--- begin PROVIDED DATA ---
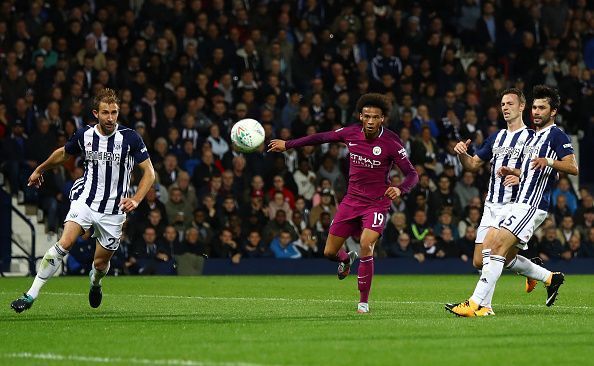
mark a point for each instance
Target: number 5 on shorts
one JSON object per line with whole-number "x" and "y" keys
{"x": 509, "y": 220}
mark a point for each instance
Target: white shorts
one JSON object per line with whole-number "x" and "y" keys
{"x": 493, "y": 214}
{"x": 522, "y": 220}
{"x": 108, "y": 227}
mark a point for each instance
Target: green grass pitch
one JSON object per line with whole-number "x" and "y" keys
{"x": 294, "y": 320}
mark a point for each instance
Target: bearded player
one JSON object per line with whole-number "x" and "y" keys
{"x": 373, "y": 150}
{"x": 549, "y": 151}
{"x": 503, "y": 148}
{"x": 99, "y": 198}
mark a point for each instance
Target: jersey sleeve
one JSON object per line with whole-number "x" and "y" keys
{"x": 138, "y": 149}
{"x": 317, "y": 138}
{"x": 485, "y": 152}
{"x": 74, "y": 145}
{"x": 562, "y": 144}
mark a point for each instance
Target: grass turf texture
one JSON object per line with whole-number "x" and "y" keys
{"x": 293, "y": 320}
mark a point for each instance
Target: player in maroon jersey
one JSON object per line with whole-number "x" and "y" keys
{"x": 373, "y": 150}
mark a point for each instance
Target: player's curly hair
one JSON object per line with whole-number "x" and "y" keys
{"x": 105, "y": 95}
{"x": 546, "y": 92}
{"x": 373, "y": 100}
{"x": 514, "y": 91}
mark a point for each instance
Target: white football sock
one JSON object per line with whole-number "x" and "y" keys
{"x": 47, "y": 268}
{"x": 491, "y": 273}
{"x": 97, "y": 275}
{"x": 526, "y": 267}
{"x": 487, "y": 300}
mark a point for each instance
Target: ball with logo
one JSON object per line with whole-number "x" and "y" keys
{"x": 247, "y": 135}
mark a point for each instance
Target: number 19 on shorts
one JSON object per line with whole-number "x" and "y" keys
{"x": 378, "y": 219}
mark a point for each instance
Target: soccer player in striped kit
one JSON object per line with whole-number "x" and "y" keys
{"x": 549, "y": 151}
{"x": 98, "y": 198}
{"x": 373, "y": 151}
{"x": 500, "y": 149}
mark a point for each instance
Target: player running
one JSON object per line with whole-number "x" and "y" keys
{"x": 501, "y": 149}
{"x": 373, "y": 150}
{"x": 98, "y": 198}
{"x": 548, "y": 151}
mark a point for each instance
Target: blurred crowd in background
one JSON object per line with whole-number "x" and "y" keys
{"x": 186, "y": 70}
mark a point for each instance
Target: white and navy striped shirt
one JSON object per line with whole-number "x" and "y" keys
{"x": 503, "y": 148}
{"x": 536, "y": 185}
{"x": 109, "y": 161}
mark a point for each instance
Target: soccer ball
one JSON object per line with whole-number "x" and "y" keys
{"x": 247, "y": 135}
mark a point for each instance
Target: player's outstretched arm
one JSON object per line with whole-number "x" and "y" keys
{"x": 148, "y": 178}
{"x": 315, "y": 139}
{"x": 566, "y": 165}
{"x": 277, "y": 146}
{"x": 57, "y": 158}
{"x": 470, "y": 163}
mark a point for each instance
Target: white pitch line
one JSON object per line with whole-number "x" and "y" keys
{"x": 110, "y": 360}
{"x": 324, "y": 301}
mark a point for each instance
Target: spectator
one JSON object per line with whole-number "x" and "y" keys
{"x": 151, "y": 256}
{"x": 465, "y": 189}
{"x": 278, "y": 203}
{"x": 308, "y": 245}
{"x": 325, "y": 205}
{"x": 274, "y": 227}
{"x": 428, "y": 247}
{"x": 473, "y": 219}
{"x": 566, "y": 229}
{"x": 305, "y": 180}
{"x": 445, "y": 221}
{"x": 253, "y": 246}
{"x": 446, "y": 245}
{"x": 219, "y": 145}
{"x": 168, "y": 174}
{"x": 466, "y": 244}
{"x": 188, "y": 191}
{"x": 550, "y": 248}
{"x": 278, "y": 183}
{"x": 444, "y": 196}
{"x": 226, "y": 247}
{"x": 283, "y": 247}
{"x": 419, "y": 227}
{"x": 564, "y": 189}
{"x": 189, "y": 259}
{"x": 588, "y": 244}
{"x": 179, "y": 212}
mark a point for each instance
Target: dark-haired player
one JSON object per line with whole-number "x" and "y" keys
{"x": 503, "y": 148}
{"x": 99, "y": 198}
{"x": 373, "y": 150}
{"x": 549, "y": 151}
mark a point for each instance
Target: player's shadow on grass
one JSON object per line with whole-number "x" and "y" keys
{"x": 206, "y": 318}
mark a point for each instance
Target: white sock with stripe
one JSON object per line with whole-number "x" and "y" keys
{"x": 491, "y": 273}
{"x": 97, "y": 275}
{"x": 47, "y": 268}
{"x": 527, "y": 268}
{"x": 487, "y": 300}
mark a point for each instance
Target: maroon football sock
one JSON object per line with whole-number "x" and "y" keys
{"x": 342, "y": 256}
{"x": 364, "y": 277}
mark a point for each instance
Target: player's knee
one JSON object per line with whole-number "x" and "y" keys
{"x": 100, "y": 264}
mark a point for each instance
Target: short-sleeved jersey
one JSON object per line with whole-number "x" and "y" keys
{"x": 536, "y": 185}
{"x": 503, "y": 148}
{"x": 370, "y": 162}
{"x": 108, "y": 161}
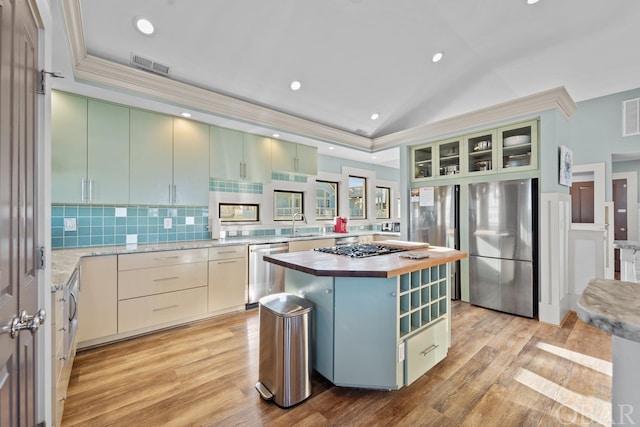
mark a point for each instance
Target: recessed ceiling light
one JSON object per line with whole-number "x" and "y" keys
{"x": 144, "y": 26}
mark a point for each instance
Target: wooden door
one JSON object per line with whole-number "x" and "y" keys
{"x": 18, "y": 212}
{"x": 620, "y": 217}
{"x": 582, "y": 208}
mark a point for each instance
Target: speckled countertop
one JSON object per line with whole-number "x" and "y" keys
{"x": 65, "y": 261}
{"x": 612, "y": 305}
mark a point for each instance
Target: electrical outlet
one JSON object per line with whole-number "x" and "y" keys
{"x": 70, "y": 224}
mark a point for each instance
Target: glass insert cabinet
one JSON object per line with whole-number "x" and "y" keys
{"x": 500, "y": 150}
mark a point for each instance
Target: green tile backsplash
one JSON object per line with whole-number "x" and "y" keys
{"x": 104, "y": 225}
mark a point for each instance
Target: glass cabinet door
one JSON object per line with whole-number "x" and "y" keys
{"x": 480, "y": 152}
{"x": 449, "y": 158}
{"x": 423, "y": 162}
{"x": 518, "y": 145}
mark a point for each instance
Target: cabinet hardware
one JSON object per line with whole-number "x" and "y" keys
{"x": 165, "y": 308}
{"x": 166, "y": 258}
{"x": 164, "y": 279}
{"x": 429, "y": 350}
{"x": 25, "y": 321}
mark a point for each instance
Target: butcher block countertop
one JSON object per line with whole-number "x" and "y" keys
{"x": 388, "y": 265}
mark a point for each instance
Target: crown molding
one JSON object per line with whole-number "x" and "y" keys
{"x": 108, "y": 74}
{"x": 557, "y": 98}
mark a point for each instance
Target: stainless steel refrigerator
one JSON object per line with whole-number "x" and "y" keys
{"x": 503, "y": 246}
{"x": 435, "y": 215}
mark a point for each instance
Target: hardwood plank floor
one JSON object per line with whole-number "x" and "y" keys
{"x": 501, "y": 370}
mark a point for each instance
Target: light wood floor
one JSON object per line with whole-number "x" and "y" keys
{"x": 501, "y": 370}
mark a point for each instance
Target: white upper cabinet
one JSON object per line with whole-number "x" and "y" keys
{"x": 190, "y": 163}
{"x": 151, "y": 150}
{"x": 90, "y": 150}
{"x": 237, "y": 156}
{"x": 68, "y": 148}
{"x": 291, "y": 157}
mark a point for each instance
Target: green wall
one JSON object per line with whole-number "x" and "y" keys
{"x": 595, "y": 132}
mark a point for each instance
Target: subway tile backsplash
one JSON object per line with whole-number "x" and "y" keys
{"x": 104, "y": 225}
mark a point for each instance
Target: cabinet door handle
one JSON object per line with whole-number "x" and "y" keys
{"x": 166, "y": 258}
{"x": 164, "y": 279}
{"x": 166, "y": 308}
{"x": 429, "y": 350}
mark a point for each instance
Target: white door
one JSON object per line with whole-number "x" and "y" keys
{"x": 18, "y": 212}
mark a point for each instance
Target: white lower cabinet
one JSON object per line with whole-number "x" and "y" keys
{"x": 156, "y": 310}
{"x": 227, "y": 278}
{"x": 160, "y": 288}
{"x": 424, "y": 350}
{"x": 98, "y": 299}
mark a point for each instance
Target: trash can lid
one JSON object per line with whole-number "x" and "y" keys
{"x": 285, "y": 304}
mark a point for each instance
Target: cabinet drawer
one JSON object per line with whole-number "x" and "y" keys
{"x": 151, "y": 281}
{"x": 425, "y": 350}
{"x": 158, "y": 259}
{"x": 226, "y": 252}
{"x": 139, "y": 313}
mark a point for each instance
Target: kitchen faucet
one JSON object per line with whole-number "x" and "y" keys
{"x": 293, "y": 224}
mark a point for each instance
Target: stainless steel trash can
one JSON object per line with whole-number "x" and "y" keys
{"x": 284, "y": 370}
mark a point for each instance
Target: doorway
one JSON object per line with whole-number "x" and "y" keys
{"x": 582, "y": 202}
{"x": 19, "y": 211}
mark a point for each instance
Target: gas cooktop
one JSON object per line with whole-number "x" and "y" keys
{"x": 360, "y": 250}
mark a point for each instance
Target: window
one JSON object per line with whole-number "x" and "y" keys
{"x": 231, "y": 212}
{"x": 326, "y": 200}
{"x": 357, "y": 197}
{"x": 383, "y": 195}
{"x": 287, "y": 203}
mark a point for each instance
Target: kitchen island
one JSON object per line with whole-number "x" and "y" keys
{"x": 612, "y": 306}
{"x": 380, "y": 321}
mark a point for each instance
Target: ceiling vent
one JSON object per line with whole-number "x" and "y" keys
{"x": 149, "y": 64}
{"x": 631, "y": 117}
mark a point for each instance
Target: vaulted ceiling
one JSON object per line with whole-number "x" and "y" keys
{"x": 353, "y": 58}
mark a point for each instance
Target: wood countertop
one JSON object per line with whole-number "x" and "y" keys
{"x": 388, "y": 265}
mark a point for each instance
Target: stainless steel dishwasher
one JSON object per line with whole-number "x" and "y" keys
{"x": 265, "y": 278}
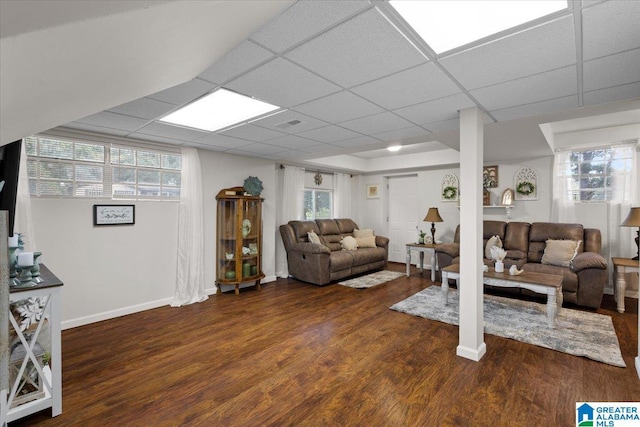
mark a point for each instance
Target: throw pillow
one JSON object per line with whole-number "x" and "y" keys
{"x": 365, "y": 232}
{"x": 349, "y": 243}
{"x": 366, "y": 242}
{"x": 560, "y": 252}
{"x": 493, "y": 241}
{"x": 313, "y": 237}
--- end PROVIDED DATA ---
SHORT TASK: Return every line of the records that contains the word "player".

FINAL ANSWER:
Target: bearded player
Target: player in maroon jersey
Target: player's curly hair
Target: soccer player in striped kit
Target: player running
Target: player's outstretched arm
Target: dark-haired player
Target: player's shadow on grass
Target: player's knee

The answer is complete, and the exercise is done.